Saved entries
--- START ---
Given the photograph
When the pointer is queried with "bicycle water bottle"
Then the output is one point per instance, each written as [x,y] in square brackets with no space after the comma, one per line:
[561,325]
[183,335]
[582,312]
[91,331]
--- END ---
Brief: Your answer must be the line containing "When the pointer" and every line after it through the end of the records above, reproduced exactly and alone.

Reply to the exercise:
When the pointer is queried with "bicycle water bottle"
Then the output is one point per instance, each written as [x,y] in square brackets with no space after the comma, one per line:
[561,325]
[183,335]
[582,312]
[91,331]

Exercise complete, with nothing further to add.